Image object location entries:
########################################
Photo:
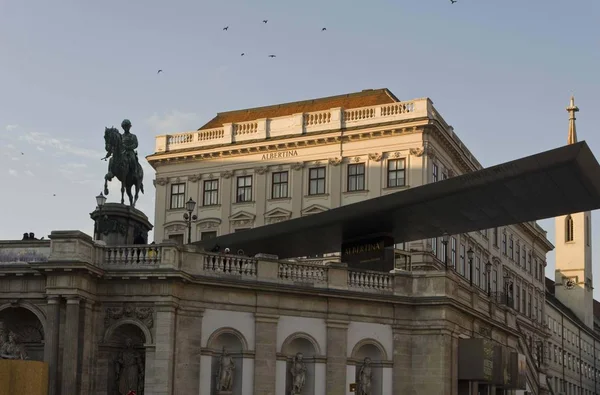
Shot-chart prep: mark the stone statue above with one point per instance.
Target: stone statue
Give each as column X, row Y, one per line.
column 9, row 348
column 129, row 370
column 365, row 376
column 123, row 163
column 298, row 371
column 225, row 374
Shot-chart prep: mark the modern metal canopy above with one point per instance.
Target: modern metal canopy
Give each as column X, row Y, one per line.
column 549, row 184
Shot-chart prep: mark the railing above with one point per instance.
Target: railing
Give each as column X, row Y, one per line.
column 133, row 255
column 299, row 272
column 289, row 126
column 369, row 280
column 229, row 264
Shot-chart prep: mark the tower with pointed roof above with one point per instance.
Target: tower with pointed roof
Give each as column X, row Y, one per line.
column 573, row 273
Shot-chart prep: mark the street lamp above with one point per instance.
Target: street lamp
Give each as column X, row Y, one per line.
column 445, row 239
column 488, row 270
column 470, row 256
column 189, row 206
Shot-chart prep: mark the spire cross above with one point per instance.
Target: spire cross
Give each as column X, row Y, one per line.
column 572, row 109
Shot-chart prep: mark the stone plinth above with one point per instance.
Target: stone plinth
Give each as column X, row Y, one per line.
column 23, row 377
column 119, row 224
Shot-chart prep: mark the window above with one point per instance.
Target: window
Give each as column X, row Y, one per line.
column 588, row 231
column 244, row 189
column 396, row 170
column 316, row 181
column 279, row 185
column 208, row 235
column 178, row 195
column 178, row 238
column 211, row 193
column 461, row 261
column 477, row 275
column 453, row 252
column 356, row 177
column 568, row 228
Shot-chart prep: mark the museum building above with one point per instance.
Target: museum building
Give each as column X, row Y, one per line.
column 459, row 311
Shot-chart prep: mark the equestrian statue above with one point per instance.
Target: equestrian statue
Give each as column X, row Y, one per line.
column 123, row 163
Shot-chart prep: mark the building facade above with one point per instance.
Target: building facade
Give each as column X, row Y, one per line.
column 258, row 166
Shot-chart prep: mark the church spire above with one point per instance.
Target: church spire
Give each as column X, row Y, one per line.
column 572, row 109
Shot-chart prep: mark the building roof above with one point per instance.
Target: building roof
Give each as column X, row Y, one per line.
column 365, row 98
column 549, row 184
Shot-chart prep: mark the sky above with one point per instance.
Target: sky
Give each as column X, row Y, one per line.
column 500, row 72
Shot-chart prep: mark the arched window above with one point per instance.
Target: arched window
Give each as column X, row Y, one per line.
column 588, row 231
column 569, row 228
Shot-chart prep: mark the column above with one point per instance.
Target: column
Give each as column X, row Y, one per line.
column 351, row 378
column 188, row 345
column 337, row 340
column 281, row 375
column 164, row 354
column 265, row 353
column 248, row 376
column 70, row 369
column 51, row 342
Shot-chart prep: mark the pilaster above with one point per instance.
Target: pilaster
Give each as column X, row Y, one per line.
column 71, row 373
column 265, row 358
column 51, row 344
column 337, row 340
column 188, row 345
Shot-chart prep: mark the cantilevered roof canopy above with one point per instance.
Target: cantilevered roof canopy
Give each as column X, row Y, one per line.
column 552, row 183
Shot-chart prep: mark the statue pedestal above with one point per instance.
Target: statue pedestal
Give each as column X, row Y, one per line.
column 23, row 377
column 119, row 224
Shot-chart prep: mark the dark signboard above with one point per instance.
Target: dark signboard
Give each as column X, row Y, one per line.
column 369, row 253
column 476, row 360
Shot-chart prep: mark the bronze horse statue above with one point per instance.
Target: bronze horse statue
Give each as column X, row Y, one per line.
column 128, row 171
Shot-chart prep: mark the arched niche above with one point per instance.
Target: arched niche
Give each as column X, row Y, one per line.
column 114, row 349
column 372, row 349
column 306, row 345
column 235, row 344
column 28, row 327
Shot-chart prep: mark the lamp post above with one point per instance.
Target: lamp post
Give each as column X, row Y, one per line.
column 445, row 239
column 189, row 217
column 488, row 270
column 470, row 256
column 100, row 200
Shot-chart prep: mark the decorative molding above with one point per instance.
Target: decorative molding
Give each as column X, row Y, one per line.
column 418, row 152
column 144, row 314
column 377, row 156
column 195, row 177
column 297, row 166
column 161, row 181
column 261, row 170
column 335, row 161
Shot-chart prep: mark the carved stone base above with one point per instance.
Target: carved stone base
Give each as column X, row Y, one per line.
column 119, row 224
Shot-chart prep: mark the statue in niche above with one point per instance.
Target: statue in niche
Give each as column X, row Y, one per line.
column 129, row 370
column 9, row 348
column 225, row 374
column 298, row 371
column 365, row 377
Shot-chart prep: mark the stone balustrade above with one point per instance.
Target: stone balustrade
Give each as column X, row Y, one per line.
column 297, row 124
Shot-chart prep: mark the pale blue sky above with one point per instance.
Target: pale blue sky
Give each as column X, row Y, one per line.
column 501, row 72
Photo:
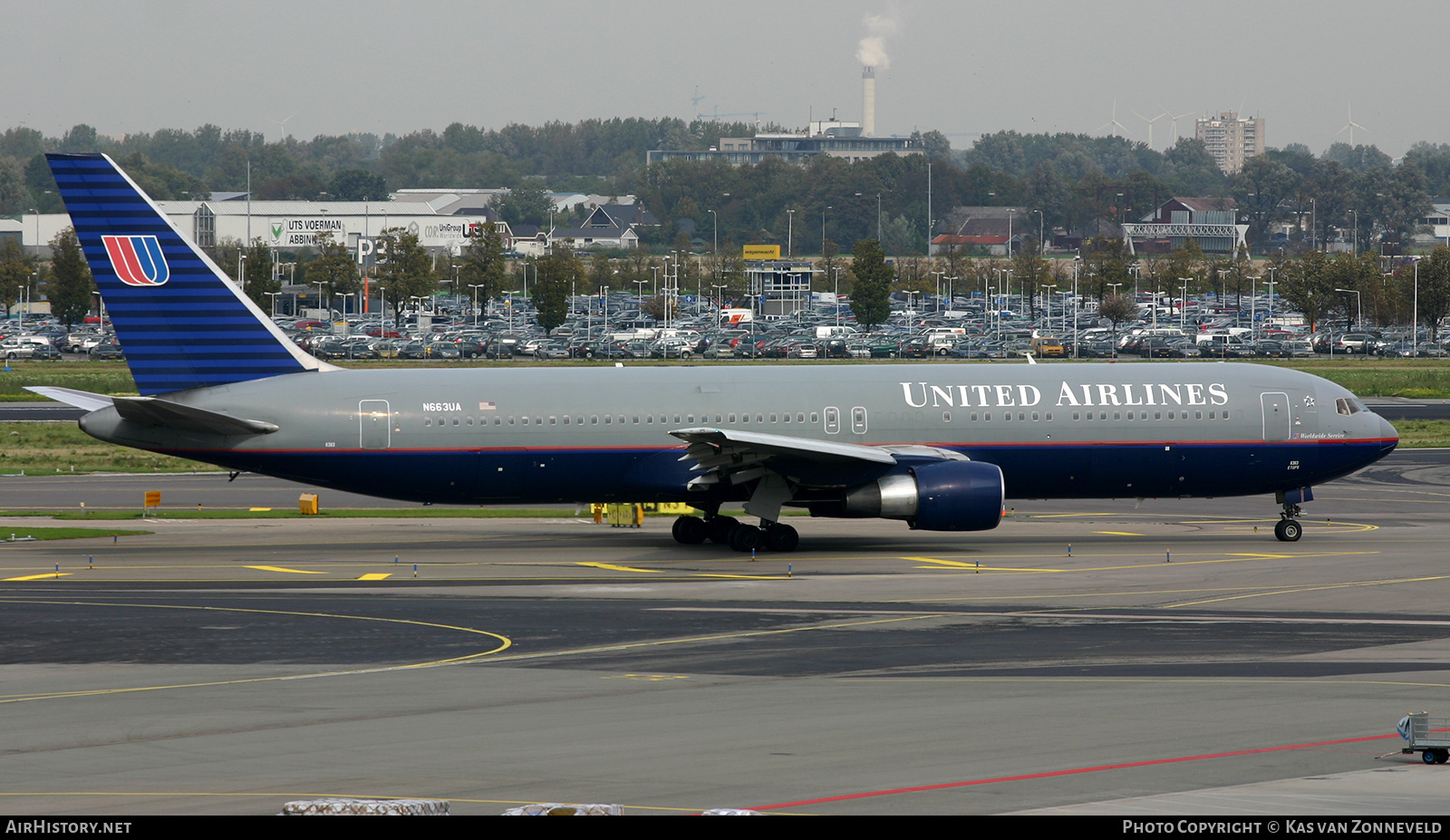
########################################
What is asked => Transcribe the entries above line for line, omitting the pictures from your answer.

Response to this exercise =>
Photo:
Shot-chart prep: mark the stone statue above with one point per instance.
Target: stone statue
Give each as column X, row Y, one per line.
column 9, row 348
column 129, row 370
column 365, row 376
column 123, row 163
column 298, row 371
column 225, row 374
Shot-chart prep: mark the modern metal canopy above with one point per instance.
Target: modern metal canopy
Give each as column X, row Y, one per line.
column 549, row 184
Shot-chart prep: mark the railing above with one point per instance.
Target: railing
Give each as column X, row Y, one per line.
column 133, row 255
column 299, row 272
column 289, row 126
column 369, row 280
column 229, row 264
Shot-chart prep: mark the tower with pointed roof above with one point per instance.
Target: tower with pointed roof
Give each as column X, row Y, one per line.
column 573, row 273
Shot-chart prep: mark the street lamp above with one point per instance.
Target: street lamp
Give each as column X, row Y, one per line.
column 445, row 239
column 488, row 270
column 470, row 256
column 189, row 206
Shot-chart prep: mark the spire cross above with one point per instance.
Target: spire cross
Give each as column X, row Y, one per line.
column 572, row 109
Shot-chart prep: mark the stone plinth above with one point per instance.
Target: stone plinth
Give each as column X, row Y, one per line.
column 23, row 377
column 119, row 224
Shot-chart prep: mark the window above with one point per instance.
Target: window
Give each as column X, row Y, one per line.
column 588, row 231
column 244, row 189
column 396, row 170
column 316, row 181
column 279, row 185
column 208, row 235
column 178, row 195
column 178, row 238
column 211, row 193
column 461, row 261
column 477, row 275
column 453, row 252
column 356, row 177
column 568, row 228
Shot-chart prep: mark the museum building above with one point per instance.
Target: museum building
Give each as column X, row Y, one per line.
column 459, row 311
Shot-chart prep: mark the equestrian statue above with one point per instance.
Target: equestrian statue
Give each as column X, row Y, one per line.
column 123, row 163
Shot-chart prep: mark the building facade above with one point per instance.
Target: building facade
Give each as column X, row Y, one per line.
column 258, row 166
Shot-chart prep: mark the church spire above with one point per instance.
Target: church spire
Give each as column X, row Y, one per line.
column 572, row 109
Shot-chart prep: mark the building roof above with one point per instance.
Target: building roof
Give each as column X, row Y, one per line.
column 365, row 98
column 549, row 184
Shot-chart prep: mark the sky above with one point per instance.
Target: sky
Give each as column X, row Y, one per line.
column 500, row 72
Shot-chart prep: mark the arched window above with one point per instance.
Target: arched window
Give each as column X, row Y, one per line.
column 588, row 231
column 569, row 228
Shot-chart prep: mark the column above with one point per instance.
Target: column
Give each as column X, row Y, one per line.
column 351, row 378
column 188, row 345
column 337, row 340
column 281, row 375
column 164, row 354
column 265, row 353
column 248, row 376
column 70, row 369
column 51, row 342
Shot-chart prep: mark the pilaster above with one point per instance.
Target: pilaster
Give each as column X, row Y, one per line.
column 71, row 373
column 265, row 358
column 51, row 344
column 337, row 340
column 188, row 345
Shot-chart prep: mark the cantilevered roof canopy above with one point per instance.
Target: cantilevered roof canopy
Give each as column X, row Y, one per line.
column 552, row 183
Shot-chart prep: mark the statue pedestal above with one point per instance.
Target: statue pedestal
Give each as column X, row Y, one per line.
column 23, row 377
column 119, row 224
Shot-chart prep: mark the dark signboard above with one point per instance.
Target: dark signboard
Give each as column X, row Y, one per line.
column 369, row 253
column 476, row 360
Shot-chart prep: mark the bronze horse statue above with one point per instance.
Target: bronze horse statue
Give each as column X, row Y, one per line.
column 128, row 171
Shot-chart prep: mark the arched niche above with one point per instance.
Target: arched niche
Give each as column X, row Y, one per line.
column 114, row 349
column 372, row 349
column 306, row 345
column 235, row 344
column 28, row 327
Shot-chart prep: mark the lamp post above with one point per instance.
Target: lamp post
Give each as column X, row Y, one per line.
column 445, row 239
column 189, row 217
column 488, row 270
column 470, row 256
column 100, row 200
Shot-chart prep: mark the decorative molding above with one point per instance.
Target: decorative molding
Give each as column X, row Y, one per line.
column 418, row 152
column 144, row 314
column 377, row 156
column 195, row 177
column 297, row 166
column 161, row 181
column 261, row 170
column 335, row 161
Shot-chart prep: mark the carved stone base above with one point per instance.
Target: carved stone base
Give each as column X, row Y, one per line.
column 119, row 224
Shot-chart prep: mark the statue in niche above with one point per instance.
Target: statue in niche
Give each as column X, row Y, one per line.
column 129, row 370
column 9, row 348
column 225, row 374
column 298, row 371
column 365, row 377
Shot-chart prep: mark the stone balustrade above with one point per instance.
Target: stone balustrade
Give each as column X, row Y, one per line.
column 297, row 124
Shot-chart prep: mark the pale blue sky above with one point per instance.
Target: pale blue sky
Give each as column X, row Y, one per line.
column 501, row 72
Photo:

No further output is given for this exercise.